[WORK TO COMPLETE] What is needed is the run of lines from the one with "Find the rough" through the close of the data, set down exactly.

[Recorded data]
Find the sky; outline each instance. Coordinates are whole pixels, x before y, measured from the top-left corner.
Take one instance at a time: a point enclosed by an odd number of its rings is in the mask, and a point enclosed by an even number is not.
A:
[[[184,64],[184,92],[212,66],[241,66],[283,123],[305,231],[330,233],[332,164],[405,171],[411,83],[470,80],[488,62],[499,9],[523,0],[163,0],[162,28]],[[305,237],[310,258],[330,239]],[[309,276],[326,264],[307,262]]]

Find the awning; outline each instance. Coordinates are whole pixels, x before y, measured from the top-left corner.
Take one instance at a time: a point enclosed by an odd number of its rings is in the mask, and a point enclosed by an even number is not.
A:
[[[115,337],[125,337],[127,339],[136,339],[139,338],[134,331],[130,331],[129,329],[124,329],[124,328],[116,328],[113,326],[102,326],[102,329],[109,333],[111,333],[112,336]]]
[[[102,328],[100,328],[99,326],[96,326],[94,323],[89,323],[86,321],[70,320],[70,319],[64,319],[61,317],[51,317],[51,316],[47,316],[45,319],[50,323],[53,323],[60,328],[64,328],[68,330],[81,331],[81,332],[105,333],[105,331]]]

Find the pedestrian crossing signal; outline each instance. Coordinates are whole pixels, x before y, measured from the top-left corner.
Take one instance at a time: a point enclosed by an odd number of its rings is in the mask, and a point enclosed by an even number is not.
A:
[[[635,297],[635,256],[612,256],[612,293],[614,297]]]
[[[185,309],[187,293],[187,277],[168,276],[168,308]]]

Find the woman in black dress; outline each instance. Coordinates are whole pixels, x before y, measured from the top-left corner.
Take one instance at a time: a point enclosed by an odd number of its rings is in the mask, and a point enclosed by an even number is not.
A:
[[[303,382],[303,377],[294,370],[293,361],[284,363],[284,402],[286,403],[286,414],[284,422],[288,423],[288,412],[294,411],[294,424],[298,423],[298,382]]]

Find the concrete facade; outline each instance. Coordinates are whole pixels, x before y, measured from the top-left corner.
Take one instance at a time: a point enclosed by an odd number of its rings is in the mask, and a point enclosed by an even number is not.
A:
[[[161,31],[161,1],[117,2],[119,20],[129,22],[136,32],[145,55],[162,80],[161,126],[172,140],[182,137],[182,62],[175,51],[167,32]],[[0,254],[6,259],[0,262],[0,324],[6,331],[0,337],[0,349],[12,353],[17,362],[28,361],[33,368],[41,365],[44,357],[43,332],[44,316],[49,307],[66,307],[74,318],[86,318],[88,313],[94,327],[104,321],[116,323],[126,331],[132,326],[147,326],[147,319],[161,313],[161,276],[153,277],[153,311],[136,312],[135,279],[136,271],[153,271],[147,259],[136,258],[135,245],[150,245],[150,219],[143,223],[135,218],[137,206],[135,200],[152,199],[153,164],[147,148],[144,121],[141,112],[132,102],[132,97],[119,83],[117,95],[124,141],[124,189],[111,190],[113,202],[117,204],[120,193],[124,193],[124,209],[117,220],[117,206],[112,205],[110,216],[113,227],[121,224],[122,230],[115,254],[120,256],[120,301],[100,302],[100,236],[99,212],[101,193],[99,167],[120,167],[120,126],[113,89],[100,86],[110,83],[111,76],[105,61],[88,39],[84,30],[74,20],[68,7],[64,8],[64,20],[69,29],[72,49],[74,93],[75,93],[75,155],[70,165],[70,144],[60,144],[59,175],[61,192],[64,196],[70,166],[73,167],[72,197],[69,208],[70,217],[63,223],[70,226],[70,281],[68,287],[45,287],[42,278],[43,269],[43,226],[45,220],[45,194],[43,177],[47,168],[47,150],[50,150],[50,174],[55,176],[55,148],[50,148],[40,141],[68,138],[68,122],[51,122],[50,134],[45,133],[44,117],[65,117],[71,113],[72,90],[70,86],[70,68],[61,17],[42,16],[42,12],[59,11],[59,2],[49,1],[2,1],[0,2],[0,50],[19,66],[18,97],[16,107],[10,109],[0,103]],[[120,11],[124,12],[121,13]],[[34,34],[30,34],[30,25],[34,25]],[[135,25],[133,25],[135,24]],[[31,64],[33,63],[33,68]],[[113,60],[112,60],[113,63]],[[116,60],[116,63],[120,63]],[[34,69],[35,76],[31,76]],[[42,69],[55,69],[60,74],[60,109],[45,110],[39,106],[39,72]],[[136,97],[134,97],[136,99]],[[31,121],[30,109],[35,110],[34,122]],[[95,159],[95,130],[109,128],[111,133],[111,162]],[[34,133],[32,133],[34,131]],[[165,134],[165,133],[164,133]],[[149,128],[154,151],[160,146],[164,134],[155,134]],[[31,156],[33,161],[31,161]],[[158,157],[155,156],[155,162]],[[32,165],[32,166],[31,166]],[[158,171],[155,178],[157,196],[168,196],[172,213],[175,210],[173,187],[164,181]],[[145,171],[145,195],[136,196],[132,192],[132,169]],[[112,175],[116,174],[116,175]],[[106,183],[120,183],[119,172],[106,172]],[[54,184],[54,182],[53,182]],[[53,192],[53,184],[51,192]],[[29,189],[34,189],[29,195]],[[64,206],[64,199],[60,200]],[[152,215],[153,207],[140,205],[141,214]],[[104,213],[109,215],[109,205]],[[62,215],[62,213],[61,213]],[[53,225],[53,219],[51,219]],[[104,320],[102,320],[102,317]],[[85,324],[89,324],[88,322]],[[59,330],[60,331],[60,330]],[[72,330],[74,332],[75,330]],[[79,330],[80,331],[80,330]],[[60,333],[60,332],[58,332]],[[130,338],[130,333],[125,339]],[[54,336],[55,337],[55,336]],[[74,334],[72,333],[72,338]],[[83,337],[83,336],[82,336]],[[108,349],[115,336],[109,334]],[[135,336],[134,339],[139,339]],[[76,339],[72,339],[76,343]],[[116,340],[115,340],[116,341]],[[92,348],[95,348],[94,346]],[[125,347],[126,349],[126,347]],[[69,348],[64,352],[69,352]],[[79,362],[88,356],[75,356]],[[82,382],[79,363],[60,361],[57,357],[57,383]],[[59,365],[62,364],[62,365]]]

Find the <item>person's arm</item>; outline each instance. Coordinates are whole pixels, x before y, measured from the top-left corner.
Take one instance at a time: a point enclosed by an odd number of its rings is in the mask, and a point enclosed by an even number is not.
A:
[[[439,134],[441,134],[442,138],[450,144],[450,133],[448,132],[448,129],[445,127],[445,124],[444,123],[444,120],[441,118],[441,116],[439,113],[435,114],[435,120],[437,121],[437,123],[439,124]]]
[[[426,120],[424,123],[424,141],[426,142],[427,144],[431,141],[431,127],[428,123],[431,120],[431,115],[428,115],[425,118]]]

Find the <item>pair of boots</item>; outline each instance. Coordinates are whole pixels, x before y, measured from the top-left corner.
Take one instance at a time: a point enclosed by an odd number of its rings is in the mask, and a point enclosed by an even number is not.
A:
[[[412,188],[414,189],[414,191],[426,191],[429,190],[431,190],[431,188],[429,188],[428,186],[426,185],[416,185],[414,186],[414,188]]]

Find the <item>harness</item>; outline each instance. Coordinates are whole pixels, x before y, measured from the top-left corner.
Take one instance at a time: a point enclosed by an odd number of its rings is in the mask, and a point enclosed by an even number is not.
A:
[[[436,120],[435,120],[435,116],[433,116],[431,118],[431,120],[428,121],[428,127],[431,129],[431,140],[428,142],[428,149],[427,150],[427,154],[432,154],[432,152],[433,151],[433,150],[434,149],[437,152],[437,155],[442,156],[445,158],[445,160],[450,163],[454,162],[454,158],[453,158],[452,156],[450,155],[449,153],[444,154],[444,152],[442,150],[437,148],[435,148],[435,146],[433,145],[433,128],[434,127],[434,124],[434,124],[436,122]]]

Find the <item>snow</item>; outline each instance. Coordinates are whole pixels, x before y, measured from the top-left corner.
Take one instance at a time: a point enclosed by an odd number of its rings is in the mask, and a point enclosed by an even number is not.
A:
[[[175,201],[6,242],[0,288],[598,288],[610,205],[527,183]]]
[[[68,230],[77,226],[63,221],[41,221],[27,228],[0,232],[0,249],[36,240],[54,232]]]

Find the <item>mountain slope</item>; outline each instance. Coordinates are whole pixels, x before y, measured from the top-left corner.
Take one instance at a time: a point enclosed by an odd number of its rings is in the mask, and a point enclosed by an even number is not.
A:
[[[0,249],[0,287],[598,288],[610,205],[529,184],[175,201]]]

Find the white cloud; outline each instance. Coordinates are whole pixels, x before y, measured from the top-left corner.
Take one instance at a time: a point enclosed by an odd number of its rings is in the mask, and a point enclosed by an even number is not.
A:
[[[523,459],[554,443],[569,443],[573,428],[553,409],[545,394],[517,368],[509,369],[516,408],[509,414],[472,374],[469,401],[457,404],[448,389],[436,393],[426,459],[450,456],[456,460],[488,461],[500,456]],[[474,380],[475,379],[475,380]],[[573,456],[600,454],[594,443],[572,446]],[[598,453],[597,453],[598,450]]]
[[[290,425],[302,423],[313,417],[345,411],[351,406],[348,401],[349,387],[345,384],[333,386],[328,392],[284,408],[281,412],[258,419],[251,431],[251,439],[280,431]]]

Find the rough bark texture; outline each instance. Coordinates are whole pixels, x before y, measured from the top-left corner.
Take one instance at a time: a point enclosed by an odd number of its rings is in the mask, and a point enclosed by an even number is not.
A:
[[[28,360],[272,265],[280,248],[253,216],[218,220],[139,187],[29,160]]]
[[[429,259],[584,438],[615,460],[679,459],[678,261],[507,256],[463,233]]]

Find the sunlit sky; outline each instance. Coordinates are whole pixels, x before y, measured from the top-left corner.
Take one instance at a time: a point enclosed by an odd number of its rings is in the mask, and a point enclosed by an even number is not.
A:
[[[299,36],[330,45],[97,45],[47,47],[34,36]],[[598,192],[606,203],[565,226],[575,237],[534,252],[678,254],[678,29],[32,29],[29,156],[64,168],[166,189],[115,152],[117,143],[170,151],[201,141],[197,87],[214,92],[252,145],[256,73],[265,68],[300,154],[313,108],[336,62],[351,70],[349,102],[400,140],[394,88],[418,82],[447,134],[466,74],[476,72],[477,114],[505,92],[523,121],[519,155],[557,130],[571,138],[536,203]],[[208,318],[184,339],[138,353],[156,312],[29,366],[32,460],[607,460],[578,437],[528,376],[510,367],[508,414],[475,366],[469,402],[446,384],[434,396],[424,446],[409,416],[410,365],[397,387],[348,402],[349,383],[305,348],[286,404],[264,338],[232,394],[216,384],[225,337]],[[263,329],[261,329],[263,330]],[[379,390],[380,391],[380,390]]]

[SOLVED PROBLEM]
Find the rough bark texture; outline each instance. Coordinates are whole pixels, x before y, measured from the top-left corner.
Take one instance at a time: a point enclosed by an odd number of its rings is in the mask, and a point enclosed by an even number is not.
A:
[[[28,360],[272,265],[280,248],[253,216],[218,220],[139,187],[29,160]]]
[[[429,259],[584,438],[615,460],[679,459],[678,261],[507,256],[463,233]]]

Find the sunlit sky; outline each instance. Coordinates are whole pixels, x before y, measured from the top-left corner.
Take one instance at a time: a point enclosed by an odd number of its rings is in the mask, and a point enclosed by an even number is not.
A:
[[[299,36],[330,45],[97,45],[47,47],[34,36]],[[598,192],[606,203],[565,226],[575,237],[534,252],[678,254],[678,29],[32,29],[29,156],[64,168],[166,189],[115,152],[117,143],[170,151],[201,141],[197,87],[214,92],[252,145],[256,73],[265,68],[300,154],[313,108],[336,62],[351,70],[349,102],[400,140],[394,88],[418,82],[447,134],[466,74],[476,72],[477,114],[505,92],[523,121],[519,155],[557,130],[571,138],[536,203]],[[208,318],[184,339],[138,353],[156,312],[29,366],[32,460],[607,460],[578,437],[528,376],[510,367],[508,414],[475,366],[469,402],[446,384],[434,396],[424,446],[409,416],[410,365],[397,387],[348,402],[349,383],[305,348],[286,404],[264,338],[232,394],[216,384],[225,337]],[[263,329],[261,329],[263,330]],[[379,390],[380,391],[380,390]]]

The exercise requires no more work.